### [Extract provided]

Re: Query on partitioned table needs memory n_partitions * work

public inbox for [email protected]  
help / color / mirror / Atom feed

Re: Query on partitioned table needs memory n_partitions * work_mem
3+ messages / 2 participants
[nested] [flat]

* Re: Query on partitioned table needs memory n_partitions * work_mem
@ 2024-07-17 22:27  David Rowley <[email protected]>
  0 siblings, 1 reply; 3+ messages in thread

From: David Rowley @ 2024-07-17 22:27 UTC (permalink / raw)
  To: Dimitrios Apostolou <[email protected]>; +Cc: [email protected]

On Fri, 12 Jul 2024 at 02:08, Dimitrios Apostolou <[email protected]> wrote:
> I can't help but see this as a bug. I see many issues:
>
> * postgres is not reading from partitions in parallel, but one after the
>    other. It shouldn't need all this memory simultaneously.

I don't know for Hash Aggregate, but for nodes like Sort, we still
hold onto the tuplestore after returning the last tuple as a rescan
might want to read those tuples again. There's also a mark/restore
that might want to rewind a little to match up to the next outer tuple
of a Merge Join.

It might be possible to let go of the memory sooner in plans when
returning the final tuple means we'll never need the memory again, but
that would require figuring out all the cases where that could happen
and ensuring we don't ever release memory when it's required again.

> * The memory is unnecessarily allocated early on, before any partitions
>    are actually aggregated. I know this because I/O is slow on this device
>    and the table sizes are huge, it's simply not possible that postgres
>    went through all partitions and blew up the memory. That would take
>    hours, but the OOM happens seconds after I start the query.

That's interesting. Certainly, there is some memory allocated during
executor startup, but that amount should be fairly small.  Are you
able to provide a self-contained test case that shows the memory
blowing up before execution begins?

> Having wasted long time in that, the minimum I can do is submit a
> documentation patch. At enable_partitionwise_aggregate someting like
> "WARNING it can increase the memory usage by at least
> n_partitions * work_mem". How do I move on for such a patch? Pointers
> would be appreciated. :-)

I think mentioning something about this in enable_partitionwise_join
and enable_partitionwise_aggregate is probably wise. I'll propose a
patch on pgsql-hackers.

[Entries from a point labeling set]
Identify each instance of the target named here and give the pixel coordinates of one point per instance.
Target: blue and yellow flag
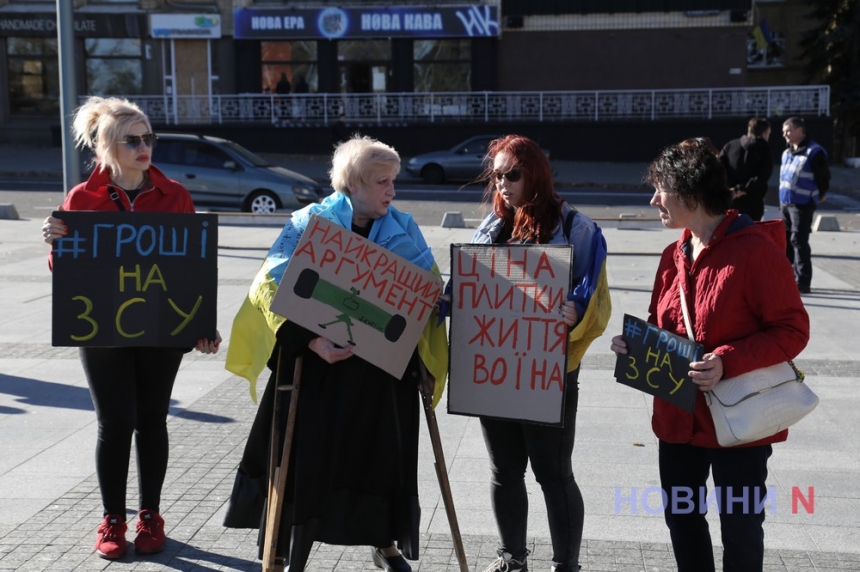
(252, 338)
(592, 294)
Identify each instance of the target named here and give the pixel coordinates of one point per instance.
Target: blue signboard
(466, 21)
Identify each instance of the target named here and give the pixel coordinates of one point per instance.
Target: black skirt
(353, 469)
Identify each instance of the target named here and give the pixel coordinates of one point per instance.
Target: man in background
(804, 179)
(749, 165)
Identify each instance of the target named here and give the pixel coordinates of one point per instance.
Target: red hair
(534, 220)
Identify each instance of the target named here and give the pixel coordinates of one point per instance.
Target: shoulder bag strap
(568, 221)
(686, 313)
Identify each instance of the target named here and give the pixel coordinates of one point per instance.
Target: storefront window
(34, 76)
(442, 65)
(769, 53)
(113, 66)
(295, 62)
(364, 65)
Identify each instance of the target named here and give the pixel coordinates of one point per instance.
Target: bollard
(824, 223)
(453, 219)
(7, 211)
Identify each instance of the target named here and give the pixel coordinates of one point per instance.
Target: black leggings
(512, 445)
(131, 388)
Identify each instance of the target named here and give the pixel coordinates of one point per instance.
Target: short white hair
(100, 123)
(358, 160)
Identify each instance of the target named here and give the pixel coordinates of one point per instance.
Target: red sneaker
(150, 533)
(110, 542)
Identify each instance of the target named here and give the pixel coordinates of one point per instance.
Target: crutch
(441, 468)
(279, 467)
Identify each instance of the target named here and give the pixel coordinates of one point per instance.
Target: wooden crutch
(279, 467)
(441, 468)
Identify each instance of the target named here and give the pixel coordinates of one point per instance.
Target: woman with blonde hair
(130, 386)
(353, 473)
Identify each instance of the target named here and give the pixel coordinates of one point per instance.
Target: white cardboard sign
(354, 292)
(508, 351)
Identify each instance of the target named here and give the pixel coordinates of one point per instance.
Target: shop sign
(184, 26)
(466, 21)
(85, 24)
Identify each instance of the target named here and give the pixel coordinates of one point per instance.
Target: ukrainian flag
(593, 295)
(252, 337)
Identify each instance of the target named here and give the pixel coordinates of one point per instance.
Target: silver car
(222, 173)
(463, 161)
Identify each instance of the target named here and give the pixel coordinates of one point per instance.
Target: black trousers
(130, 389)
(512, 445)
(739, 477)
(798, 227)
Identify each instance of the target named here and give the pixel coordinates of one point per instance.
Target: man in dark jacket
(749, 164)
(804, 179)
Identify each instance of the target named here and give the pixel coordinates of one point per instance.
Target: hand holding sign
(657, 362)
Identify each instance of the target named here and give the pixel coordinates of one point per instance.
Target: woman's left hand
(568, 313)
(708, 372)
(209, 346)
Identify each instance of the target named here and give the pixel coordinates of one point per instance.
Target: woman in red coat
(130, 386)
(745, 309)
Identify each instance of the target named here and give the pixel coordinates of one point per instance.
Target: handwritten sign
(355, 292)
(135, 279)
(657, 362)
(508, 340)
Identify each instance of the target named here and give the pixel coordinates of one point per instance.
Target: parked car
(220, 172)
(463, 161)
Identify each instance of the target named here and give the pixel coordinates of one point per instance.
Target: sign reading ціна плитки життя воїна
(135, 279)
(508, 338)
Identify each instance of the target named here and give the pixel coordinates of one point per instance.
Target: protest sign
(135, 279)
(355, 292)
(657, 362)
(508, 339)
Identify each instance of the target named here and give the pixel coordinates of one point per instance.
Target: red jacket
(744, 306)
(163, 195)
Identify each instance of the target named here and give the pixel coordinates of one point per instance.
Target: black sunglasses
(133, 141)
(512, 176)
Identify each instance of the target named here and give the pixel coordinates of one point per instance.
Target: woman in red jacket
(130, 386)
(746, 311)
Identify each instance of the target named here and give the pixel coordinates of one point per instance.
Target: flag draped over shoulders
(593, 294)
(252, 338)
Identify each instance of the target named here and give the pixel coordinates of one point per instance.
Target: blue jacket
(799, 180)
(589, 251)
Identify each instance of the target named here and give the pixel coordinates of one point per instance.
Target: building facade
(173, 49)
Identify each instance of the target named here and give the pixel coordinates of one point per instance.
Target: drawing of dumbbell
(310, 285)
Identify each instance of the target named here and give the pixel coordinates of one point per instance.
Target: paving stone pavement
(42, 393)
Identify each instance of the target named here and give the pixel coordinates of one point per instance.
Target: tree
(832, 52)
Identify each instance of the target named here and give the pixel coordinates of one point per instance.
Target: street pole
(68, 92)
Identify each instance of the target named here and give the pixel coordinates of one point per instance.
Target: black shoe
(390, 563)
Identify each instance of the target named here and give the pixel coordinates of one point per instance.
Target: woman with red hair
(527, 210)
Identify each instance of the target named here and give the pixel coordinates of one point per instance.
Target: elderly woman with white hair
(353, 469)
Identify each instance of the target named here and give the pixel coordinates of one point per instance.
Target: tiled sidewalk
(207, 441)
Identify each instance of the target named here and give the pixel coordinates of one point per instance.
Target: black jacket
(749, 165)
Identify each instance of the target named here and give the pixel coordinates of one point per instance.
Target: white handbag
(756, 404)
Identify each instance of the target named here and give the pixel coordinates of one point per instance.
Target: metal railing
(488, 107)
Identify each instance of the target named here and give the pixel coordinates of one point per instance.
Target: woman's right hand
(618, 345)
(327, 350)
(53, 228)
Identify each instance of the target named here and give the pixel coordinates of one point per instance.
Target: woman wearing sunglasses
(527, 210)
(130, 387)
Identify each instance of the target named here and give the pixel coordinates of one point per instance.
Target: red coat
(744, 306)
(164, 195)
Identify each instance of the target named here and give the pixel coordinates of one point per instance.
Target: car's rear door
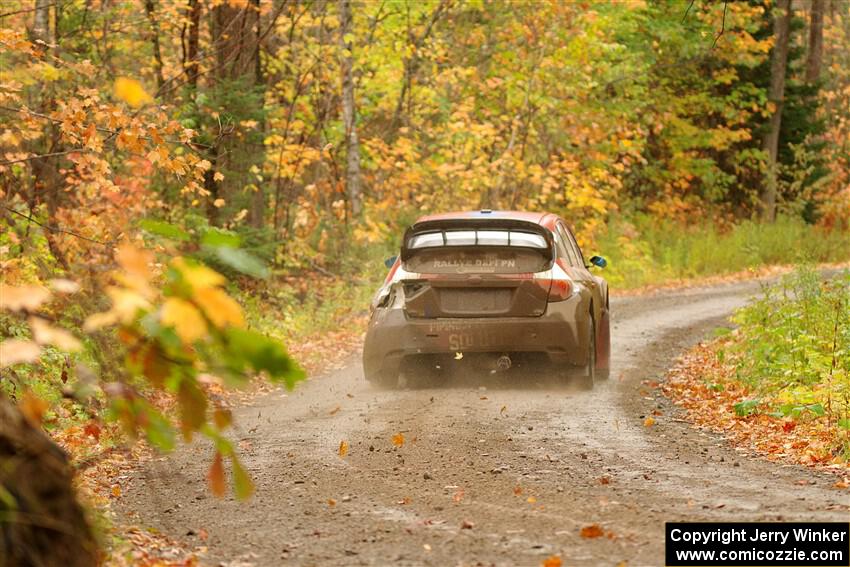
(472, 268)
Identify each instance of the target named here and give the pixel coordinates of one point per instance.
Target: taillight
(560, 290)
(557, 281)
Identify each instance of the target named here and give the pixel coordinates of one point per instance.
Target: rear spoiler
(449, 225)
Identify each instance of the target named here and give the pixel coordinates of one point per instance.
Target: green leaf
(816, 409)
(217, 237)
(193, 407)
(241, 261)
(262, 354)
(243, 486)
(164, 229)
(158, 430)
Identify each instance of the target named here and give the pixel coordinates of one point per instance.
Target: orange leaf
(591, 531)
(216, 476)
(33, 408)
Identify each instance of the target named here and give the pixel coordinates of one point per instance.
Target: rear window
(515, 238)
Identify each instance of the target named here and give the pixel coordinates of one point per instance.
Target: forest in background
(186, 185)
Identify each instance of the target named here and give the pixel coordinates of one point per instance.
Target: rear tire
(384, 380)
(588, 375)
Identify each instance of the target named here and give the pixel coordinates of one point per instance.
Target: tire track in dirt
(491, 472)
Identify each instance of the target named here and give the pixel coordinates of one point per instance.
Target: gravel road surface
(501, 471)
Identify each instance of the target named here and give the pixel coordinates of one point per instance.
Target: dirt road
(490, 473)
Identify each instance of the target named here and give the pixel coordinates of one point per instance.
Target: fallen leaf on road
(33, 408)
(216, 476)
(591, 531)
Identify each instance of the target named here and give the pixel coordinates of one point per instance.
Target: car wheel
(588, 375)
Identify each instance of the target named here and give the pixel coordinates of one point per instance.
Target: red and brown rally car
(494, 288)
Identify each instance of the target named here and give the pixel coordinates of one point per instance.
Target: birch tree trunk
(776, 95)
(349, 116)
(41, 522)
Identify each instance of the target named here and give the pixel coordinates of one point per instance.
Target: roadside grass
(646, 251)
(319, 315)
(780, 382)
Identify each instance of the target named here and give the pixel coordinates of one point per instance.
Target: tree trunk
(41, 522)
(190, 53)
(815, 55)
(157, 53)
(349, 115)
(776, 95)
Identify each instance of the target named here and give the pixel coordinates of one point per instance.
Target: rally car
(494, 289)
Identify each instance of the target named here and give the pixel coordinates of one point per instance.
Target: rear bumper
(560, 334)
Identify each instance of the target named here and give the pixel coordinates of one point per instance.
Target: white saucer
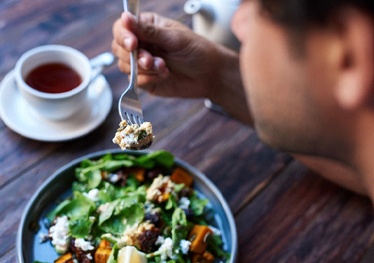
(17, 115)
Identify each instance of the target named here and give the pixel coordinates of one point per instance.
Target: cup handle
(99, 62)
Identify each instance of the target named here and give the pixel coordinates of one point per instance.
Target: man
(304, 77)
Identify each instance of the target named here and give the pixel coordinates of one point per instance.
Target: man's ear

### [Problem statement]
In the mailing list thread on partitioned table memory use, where does David Rowley say he will propose a documentation patch?

### [Solution to the problem]
On pgsql-hackers.